_Text segment_.
** start **

# Goodbye Coach



## *ArabianPrincess* (Nov 8, 2006)

Coach wasn't owned by me but a good friend of our family.
They had so many memories together and where going to have so much more ahead of them until one day.

My mum got a phone call from where we had our young ones And coach (used to) she said -

Gerry i have some horrible news i found coach dead this morning.
She said, He was blown up 3 times the size bleeding from every place possible and his intestine was half out his bum.
He was so blown up they couldn't remove the rugs!

The vet came down to give us a reason why he died, the vet said it would have been colic but it would have taken 3 days to happen!

Imagine coach going through all that pain!
But who would want to.

R.I.P Coach boy you might of been a pain in the butt sometimes but however you are we will always love you boy!!

** end **

_Goals_.
a) Update the entries from the line containing "Query: man's ear" through the end of the entries, both ends included, by replacing "man's ear" with "person's ear" and leaving everything else the same.
b) Continue the farewell post about Coach from its last line.

_Data to use_.
** start **

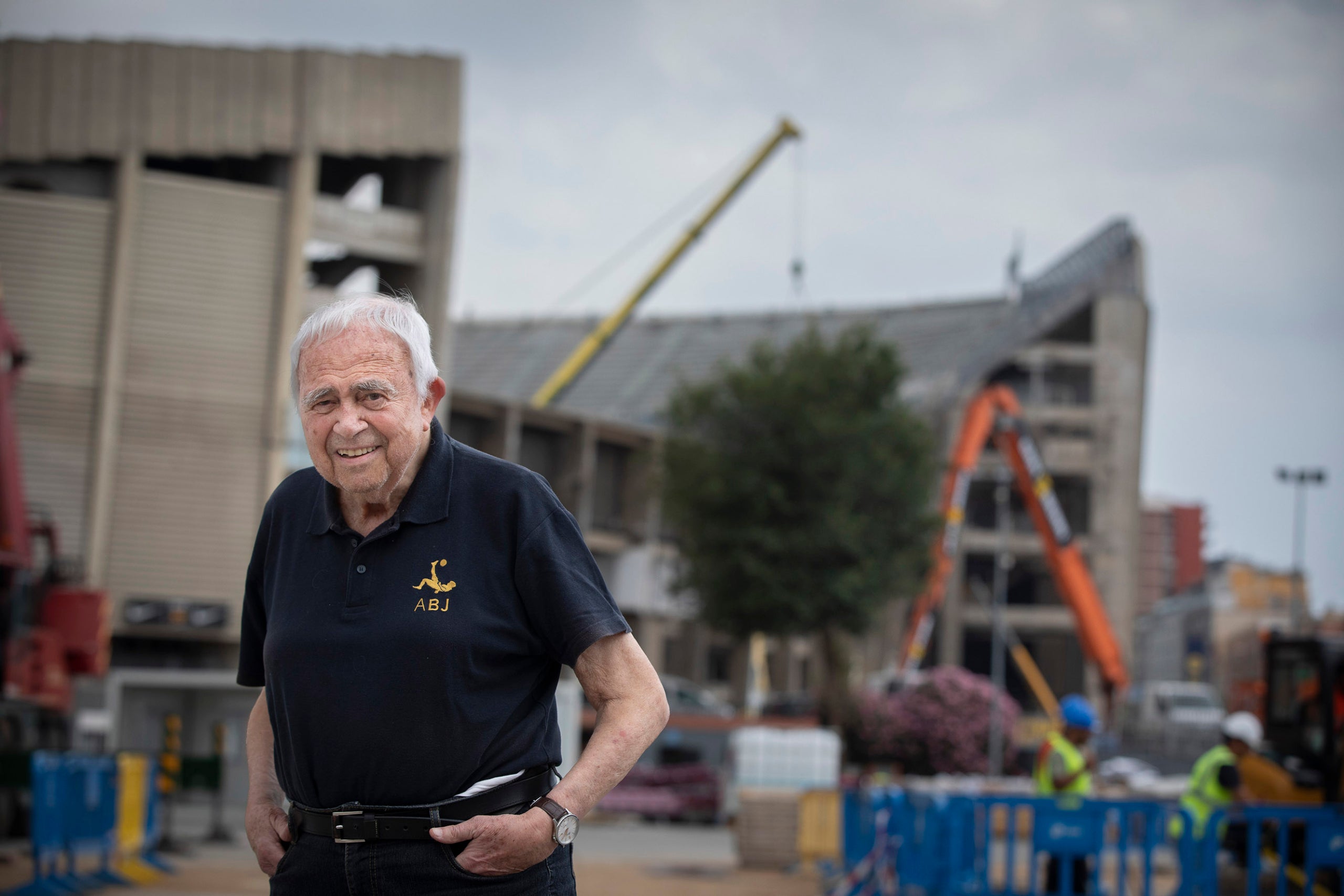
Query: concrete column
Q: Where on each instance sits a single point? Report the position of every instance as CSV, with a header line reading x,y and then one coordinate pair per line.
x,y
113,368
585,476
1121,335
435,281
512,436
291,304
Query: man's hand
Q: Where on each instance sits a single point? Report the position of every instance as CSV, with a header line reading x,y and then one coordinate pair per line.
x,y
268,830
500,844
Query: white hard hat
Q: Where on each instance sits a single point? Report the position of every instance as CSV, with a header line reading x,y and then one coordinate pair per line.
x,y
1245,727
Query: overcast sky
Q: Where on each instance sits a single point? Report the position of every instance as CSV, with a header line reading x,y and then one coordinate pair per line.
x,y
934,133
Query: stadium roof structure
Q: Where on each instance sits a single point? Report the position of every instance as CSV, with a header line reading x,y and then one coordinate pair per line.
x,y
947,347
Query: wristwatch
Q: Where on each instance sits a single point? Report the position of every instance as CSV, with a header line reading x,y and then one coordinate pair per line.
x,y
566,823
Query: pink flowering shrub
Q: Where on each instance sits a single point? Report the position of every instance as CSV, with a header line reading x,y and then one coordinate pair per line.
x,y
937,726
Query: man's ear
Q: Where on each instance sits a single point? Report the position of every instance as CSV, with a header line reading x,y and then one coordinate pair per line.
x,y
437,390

** end **

_The replies_.
a)
Query: person's ear
Q: Where on each instance sits a single point? Report the position of every instance as CSV, with a header line reading x,y and then one coordinate pair per line.
x,y
437,390

b)
Have fun being free in the heavens with all your horsey friends


----------



## Eventer Chick (May 15, 2007)

i am so sorry. That would of been such a painfull death . I am so lucky that i have neva had one of my own horses die but i have had a best friends. how is the family that owned him coping???


----------



## *ArabianPrincess* (Nov 8, 2006)

Thanks.

yeah they are alright i guess, The owner brought another horse (a yearling) i guess thats her way of moving on.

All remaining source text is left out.